Copy the records from the start through the line containing "x=158, y=63", keeping every line, including the requests, and scaling each answer coordinate by 1.6, rounded to a whole number with halves rounded up; the sample coordinates in the requests stay unchanged. Omit the pictures from your copy.

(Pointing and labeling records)
··········

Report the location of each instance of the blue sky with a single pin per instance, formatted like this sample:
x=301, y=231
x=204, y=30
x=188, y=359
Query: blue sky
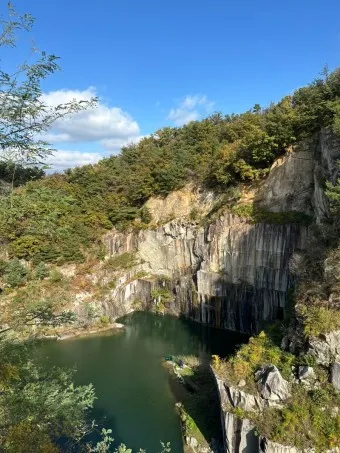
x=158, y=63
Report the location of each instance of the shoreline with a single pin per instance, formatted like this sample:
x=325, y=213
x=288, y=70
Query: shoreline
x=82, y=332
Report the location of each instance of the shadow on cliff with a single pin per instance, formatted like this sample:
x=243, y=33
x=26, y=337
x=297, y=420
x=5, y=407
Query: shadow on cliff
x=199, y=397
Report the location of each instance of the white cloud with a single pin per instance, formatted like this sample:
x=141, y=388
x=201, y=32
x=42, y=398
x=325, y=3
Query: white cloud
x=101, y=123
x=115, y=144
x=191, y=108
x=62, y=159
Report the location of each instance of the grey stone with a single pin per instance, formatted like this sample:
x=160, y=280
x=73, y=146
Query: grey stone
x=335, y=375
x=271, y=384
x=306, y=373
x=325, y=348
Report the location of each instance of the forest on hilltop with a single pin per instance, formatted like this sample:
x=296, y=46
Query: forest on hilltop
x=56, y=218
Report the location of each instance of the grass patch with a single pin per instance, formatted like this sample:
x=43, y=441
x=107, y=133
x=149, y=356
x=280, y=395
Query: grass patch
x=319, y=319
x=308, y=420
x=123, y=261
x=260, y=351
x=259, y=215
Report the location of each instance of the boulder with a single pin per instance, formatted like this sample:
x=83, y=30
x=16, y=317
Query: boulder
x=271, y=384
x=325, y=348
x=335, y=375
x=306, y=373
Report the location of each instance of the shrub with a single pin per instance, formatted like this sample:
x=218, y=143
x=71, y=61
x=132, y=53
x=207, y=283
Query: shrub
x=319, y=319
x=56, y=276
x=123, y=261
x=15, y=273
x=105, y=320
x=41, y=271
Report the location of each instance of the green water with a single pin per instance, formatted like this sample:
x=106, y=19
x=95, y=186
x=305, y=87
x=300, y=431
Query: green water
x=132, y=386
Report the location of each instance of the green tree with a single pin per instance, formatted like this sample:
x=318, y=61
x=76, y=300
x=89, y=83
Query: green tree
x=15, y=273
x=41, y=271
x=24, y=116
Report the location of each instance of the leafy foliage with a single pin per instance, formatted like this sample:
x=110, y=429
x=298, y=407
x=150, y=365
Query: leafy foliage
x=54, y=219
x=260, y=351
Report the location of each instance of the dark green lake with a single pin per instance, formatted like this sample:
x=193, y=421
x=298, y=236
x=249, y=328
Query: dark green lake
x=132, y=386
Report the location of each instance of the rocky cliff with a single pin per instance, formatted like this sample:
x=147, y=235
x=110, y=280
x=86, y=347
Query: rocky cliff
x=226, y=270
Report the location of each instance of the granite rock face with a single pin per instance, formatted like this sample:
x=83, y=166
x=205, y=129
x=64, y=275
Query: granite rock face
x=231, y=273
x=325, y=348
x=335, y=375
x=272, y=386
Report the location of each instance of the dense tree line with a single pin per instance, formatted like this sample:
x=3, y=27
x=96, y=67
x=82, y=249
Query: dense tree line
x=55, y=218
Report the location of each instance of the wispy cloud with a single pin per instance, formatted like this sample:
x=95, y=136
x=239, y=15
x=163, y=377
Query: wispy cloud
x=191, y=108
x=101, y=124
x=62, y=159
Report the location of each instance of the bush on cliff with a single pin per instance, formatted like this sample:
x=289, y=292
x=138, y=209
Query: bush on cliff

··········

## [RESULT FOR THIS EXERCISE]
Report the location of each instance of the blue sky with a single pin per instance, formatted like this sample:
x=301, y=231
x=204, y=30
x=188, y=359
Query: blue sky
x=253, y=101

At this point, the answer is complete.